__INSTRUCTION__. Write out the passage on the Forest of Dean Cycle Centre word for word, from "Facilities include;" to "- Information boards.".

__SELECTED PASSAGE__.
— start —

Cycling centre in Gloucestershire, England

Forest of Dean Cycle Centre is a small woodland cycling centre, comprising mountain bike trails, a visitor centre, car parks and uplift service. It is located on the former site of Cannop Colliery in the Cannop Valley, Forest of Dean, Gloucestershire. The nearest village is Parkend, 3 mi away.

In 2012, work was completed on a £100,000 redevelopment of the centre, culminating in the opening of a new cycle bridge.

== Facilities ==
Use of the visitor centre and trails is completely free. There is a charge for car parking and some facilities, such as use of the bike wash.

Facilities include;
- Visitor centre comprising a café, bike shop, bike hire, bike repair workshop, showers, toilets, bike wash and compressed air.
- Uplift service - Mini bus and purpose built trailer which transports riders to the top of the downhill runs.
- Several large car parks
- Picnic area.
- Information boards.

==Trails==
Three main waymarked trails start and finish at the cycle centre;

===The Freeminers Trail (formerly the FODCA Trail)===
A 7 mi all-weather loop, designed, built and maintained by volunteers in partnership with the Forestry Commission. This is a challenging and varied single track with several tricky switchback climbs, rooty drops and hairpin bends. The trail is graded RED on the CTC classification of cycle trails and is suitable for experienced riders only. It received a glowing report from Mountain Biking UK magazine, when they reviewed it in 2008.

===The Verderers' Trail===
This is a 7 mi fast flowing single track trail with flat out corners, big berms and rollovers. It is graded BLUE on the CTC classification of cycle trails, but also incorporates several RED alternative sections. It gently winds uphill before a swooping, flat top section and a steep undulating descent known as the Dragon's Tail. This trail was also reviewed by Mountain Biking UK in March 2012, who scored it as 4 out of 5 stars, describing the berms as 'the very best they'd ever ridden'.

===Family Cycle Trail===
An 9 mi circuit, with connecting spurs to several local villages. Follows wide gravelled tracks and is suitable for riding all year round. Mostly level gradients with some short climbs and suitable for all ages and abilities. The route passes along the old Severn and Wye railway line, passing former stations at Drybrook Road, Cannop Wharf and Speech House. Remnants of former coalmines can also be seen at Foxes Bridge, Lightmoor and New fancy.

In July 2007, the Forest of Dean Family Cycle Trail was number one in a list of 'Best British cycle routes', published by The Guardian And in June 2009, it was voted the best 'family cycle route' by The Daily Telegraph.

==Downhill tracks==
In addition to the waymarked trails there are seven or more excellent downhill tracks. From the visitor centre, a short push-up path leads to the downhill tracks. The route initially follows the Freeminers Trail and is marked by white arrows on a yellow background.

Most of the downhill tracks are easy to find, with several beginning at a trailhead just to the east of the top information board. The shorter trails start further down the hill. All the downhill tracks feature difficult technical sections, big jumps, steep drops and one; GBU, features two very tricky drop-offs. Other downhill tracks include Endo, Mr Rooty, Flatlands, Corkscrew and Sheepskull.

— end —

[Items from a dataset]

— start —

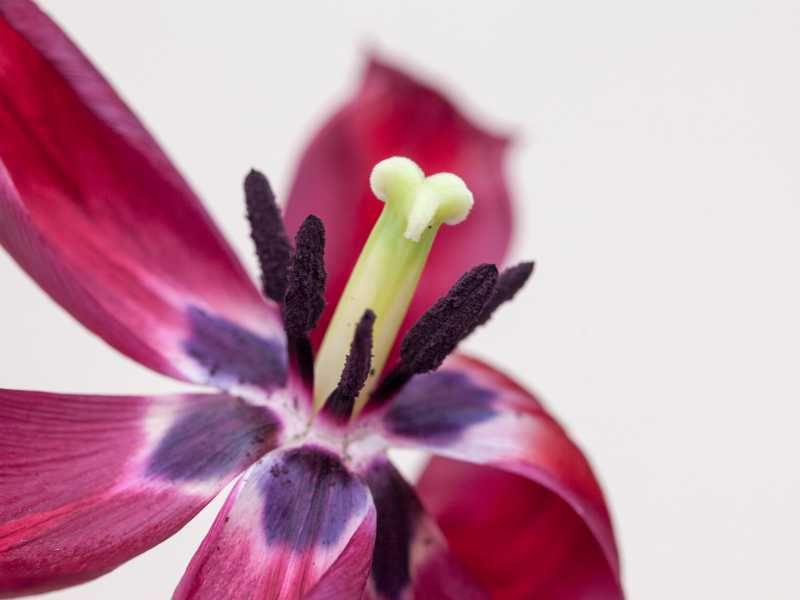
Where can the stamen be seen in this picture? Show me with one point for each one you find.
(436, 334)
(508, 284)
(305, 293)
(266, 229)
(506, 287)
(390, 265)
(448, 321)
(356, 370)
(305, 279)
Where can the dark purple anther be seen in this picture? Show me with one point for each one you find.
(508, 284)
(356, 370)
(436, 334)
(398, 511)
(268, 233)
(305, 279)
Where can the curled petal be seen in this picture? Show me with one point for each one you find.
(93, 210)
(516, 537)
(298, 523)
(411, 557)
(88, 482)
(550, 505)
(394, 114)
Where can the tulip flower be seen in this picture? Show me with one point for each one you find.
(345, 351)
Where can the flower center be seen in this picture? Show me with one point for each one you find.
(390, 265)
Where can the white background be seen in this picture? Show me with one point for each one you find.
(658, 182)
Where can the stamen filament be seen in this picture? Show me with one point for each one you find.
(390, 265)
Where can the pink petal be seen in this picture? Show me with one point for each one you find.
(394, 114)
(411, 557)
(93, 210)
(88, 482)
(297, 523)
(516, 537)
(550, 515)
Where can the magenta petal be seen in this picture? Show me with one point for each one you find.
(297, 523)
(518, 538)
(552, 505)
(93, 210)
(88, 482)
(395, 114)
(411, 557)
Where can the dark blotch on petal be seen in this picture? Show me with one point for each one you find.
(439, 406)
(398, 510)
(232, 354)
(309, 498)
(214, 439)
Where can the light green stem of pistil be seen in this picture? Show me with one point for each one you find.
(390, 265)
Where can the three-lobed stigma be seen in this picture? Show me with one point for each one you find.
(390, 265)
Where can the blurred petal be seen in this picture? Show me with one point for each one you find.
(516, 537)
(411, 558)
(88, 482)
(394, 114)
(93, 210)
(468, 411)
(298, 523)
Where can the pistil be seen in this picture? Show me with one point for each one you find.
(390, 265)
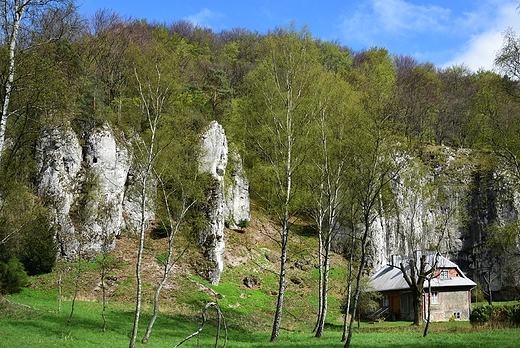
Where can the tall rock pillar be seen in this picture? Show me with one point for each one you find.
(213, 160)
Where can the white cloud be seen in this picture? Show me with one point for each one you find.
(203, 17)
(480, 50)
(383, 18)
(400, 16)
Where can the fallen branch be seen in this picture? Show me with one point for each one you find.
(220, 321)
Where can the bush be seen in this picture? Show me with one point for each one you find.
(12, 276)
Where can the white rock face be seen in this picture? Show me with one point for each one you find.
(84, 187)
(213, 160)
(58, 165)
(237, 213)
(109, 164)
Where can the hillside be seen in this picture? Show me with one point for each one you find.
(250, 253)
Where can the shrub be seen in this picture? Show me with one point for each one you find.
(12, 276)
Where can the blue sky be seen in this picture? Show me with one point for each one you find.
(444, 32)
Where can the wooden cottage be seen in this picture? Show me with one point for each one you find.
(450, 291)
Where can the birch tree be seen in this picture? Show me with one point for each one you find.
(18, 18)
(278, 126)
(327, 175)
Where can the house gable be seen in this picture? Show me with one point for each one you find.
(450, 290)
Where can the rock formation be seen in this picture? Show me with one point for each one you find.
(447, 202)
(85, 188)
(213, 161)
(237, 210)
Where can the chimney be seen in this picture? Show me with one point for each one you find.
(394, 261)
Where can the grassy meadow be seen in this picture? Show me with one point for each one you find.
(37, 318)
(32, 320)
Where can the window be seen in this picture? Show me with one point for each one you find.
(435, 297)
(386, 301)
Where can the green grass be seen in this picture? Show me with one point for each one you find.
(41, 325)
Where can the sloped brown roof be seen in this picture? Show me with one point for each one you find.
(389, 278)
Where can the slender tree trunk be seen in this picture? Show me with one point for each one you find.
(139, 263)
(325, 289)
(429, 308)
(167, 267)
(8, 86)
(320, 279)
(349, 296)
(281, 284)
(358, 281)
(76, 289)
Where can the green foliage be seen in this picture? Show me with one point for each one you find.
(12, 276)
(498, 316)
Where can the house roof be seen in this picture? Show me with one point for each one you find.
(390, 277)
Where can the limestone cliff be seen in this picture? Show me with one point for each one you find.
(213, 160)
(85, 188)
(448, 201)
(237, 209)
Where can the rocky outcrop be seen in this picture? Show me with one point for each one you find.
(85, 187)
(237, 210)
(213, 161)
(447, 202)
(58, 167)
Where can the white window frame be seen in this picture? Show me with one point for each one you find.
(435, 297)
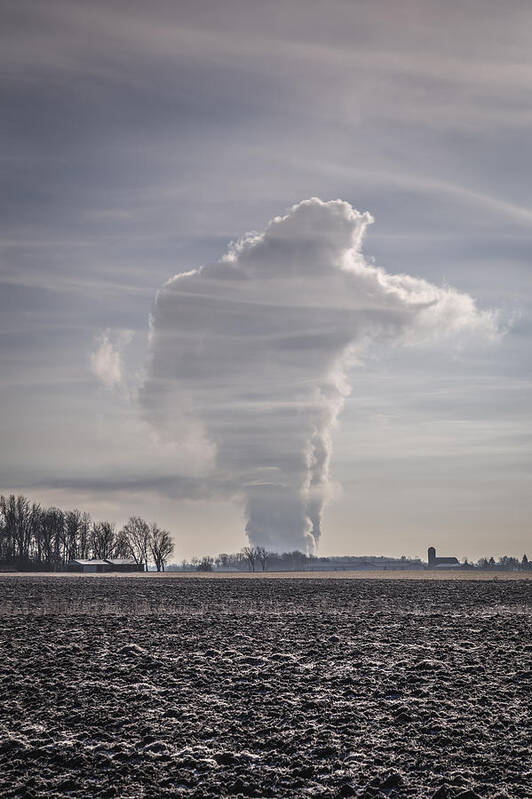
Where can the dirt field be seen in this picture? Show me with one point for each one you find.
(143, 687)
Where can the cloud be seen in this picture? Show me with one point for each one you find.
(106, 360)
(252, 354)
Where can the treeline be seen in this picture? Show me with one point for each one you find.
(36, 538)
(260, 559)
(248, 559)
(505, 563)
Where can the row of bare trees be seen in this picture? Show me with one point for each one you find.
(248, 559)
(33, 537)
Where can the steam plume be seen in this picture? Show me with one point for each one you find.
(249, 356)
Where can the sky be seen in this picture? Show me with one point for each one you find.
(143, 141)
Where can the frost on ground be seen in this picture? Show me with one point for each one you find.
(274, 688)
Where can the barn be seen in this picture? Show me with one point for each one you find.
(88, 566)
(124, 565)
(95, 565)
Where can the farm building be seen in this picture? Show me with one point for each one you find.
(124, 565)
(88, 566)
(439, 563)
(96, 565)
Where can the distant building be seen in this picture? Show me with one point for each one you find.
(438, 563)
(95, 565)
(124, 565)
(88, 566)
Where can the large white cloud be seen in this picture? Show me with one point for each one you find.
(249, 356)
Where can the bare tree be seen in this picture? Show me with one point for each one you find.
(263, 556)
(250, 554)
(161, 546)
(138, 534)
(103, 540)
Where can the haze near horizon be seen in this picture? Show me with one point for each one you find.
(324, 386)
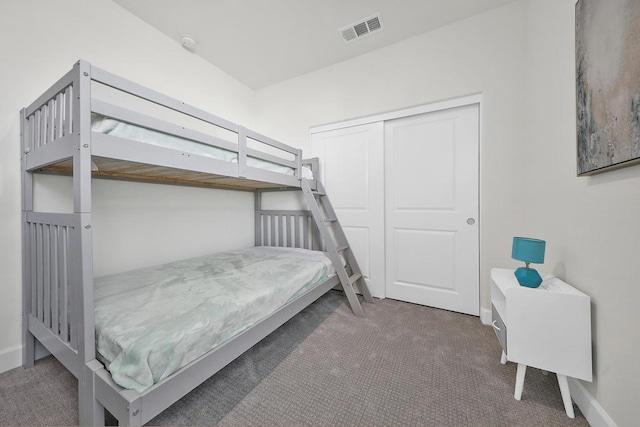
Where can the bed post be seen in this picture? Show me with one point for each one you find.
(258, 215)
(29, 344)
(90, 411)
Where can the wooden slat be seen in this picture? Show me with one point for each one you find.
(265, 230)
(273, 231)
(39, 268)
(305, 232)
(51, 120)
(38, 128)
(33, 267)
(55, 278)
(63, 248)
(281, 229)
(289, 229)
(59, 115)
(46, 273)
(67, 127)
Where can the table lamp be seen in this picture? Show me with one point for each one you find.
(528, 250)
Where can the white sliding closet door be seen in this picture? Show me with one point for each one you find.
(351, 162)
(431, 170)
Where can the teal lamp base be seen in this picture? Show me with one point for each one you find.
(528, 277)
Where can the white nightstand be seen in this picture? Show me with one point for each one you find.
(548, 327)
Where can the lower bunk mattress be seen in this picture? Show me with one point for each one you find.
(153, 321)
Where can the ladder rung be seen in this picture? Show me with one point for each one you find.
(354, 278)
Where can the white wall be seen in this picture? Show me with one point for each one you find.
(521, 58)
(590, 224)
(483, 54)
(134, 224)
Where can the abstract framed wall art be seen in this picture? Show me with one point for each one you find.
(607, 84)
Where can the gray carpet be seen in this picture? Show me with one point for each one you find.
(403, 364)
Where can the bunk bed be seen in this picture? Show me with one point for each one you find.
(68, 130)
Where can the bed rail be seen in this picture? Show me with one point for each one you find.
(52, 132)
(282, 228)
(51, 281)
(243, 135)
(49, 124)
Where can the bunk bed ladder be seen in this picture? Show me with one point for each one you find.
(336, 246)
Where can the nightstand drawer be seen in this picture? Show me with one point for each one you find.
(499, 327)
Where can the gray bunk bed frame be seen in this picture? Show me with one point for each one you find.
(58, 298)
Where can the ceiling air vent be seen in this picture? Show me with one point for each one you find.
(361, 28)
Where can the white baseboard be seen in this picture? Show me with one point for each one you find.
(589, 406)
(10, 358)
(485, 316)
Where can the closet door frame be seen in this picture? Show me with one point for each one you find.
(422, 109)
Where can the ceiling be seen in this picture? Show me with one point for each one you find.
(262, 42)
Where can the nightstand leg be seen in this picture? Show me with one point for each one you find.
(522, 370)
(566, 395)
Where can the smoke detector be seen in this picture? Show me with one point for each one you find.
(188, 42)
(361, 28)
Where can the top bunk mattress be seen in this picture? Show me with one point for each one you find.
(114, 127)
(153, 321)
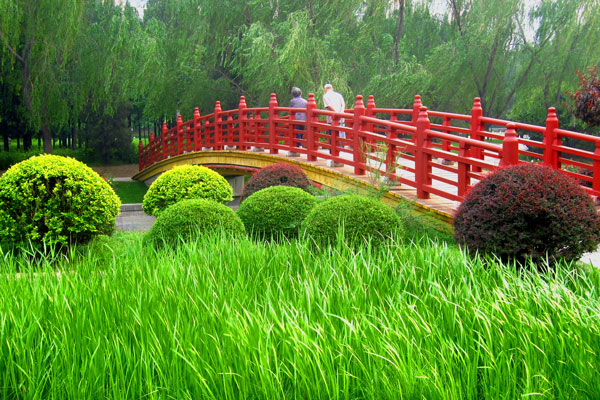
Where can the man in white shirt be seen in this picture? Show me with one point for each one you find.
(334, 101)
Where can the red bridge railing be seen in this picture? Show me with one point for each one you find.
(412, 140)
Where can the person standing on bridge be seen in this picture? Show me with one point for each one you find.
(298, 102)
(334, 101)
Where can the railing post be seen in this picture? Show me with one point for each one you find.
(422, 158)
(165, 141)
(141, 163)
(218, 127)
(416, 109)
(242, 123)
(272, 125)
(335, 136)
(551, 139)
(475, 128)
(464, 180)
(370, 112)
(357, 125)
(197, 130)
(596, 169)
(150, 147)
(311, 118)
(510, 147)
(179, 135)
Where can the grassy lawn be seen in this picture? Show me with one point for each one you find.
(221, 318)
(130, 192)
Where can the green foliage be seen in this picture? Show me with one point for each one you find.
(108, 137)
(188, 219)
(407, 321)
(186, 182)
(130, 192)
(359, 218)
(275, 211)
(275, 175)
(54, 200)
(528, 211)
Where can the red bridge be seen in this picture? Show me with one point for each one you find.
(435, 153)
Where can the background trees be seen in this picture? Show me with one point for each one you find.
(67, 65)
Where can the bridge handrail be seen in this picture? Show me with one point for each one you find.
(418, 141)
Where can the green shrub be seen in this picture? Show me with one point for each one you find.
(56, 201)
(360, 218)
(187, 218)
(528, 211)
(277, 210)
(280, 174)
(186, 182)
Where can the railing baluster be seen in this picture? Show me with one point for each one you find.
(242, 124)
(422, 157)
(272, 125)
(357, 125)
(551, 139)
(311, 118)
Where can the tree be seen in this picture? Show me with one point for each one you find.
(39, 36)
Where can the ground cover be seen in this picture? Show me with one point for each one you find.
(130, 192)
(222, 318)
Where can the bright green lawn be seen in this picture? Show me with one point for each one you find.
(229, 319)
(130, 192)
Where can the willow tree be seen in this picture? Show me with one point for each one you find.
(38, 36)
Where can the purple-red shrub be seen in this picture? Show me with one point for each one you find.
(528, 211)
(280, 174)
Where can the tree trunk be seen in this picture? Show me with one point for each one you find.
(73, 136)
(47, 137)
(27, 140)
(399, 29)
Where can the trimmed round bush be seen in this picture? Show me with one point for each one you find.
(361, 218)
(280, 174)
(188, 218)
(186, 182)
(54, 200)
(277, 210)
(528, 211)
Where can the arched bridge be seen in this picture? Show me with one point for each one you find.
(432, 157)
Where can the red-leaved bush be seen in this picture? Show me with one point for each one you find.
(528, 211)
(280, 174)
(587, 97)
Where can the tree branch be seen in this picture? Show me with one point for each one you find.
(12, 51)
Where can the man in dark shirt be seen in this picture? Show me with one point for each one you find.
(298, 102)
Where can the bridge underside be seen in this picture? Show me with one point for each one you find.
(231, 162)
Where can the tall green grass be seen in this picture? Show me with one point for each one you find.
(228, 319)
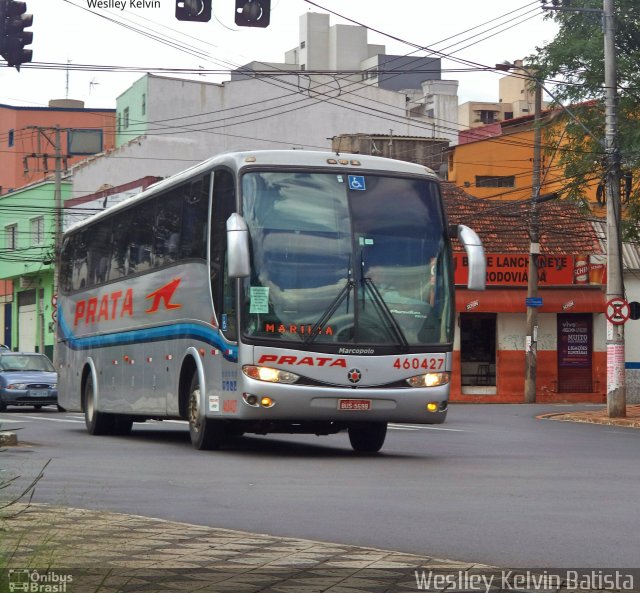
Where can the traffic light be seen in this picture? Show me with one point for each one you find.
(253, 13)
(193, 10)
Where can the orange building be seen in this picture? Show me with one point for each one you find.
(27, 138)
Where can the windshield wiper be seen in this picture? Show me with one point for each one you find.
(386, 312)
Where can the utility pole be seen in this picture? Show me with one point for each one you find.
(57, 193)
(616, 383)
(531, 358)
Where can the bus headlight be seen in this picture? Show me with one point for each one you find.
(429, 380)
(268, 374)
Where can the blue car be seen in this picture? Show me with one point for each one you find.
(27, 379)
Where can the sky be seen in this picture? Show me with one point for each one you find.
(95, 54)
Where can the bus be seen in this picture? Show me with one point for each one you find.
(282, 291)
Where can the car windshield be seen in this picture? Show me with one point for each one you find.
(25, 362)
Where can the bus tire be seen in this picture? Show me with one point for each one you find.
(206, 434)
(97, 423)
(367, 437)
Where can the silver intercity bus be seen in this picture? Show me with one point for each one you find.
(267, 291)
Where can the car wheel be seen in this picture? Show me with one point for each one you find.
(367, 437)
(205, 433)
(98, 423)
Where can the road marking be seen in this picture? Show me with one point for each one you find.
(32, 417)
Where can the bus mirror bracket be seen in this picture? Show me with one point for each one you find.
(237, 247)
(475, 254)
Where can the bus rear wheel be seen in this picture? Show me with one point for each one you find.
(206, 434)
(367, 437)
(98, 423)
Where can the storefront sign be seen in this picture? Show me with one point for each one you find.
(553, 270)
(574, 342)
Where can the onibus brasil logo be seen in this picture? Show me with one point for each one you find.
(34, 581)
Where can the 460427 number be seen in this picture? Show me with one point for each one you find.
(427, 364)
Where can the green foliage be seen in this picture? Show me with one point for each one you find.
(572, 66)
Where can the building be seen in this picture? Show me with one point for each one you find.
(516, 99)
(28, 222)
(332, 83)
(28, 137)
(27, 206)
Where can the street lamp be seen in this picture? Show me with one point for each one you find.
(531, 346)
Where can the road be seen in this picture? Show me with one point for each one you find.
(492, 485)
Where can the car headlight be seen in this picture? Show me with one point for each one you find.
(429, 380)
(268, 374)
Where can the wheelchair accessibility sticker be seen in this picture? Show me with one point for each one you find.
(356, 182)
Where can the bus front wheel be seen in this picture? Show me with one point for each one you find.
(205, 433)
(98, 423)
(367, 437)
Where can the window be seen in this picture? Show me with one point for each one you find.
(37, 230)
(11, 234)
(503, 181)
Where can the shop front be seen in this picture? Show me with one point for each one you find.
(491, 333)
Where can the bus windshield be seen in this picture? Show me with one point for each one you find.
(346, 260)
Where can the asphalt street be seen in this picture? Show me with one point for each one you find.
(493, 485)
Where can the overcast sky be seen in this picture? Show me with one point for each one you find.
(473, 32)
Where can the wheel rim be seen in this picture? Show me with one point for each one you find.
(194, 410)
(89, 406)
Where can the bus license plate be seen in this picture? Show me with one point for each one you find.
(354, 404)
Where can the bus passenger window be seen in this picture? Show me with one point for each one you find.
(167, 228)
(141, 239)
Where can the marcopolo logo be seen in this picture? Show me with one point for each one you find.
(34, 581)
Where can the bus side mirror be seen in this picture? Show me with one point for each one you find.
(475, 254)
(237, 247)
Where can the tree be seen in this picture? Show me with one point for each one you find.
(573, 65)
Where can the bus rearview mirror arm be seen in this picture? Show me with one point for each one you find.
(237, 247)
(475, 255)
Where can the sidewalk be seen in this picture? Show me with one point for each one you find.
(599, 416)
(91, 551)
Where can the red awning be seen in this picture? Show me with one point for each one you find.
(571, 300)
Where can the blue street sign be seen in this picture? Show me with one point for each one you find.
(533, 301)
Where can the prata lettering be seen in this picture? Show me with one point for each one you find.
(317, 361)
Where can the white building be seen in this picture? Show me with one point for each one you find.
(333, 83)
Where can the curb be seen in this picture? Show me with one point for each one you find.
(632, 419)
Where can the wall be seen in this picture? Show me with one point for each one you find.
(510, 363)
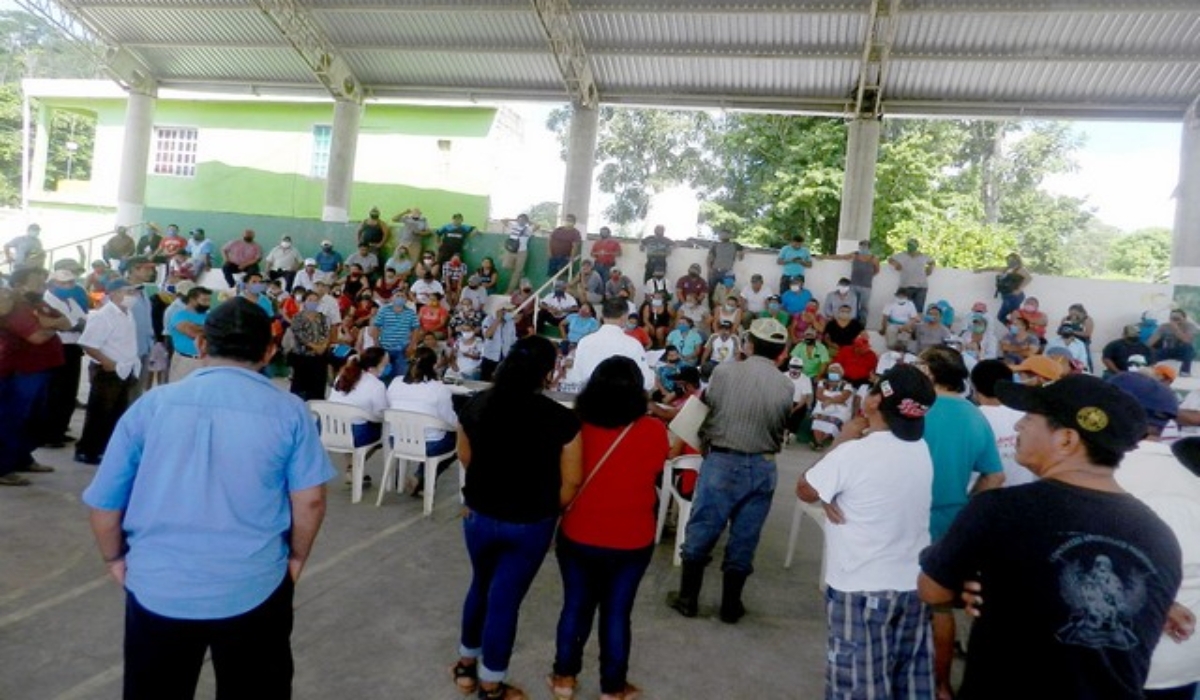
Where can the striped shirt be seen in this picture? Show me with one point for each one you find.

— end —

__ANSWER TO THE PROBLEM__.
Facilities include;
- Visitor centre comprising a café, bike shop, bike hire, bike repair workshop, showers, toilets, bike wash and compressed air.
- Uplift service - Mini bus and purpose built trailer which transports riders to the top of the downhill runs.
- Several large car parks
- Picnic area.
- Information boards.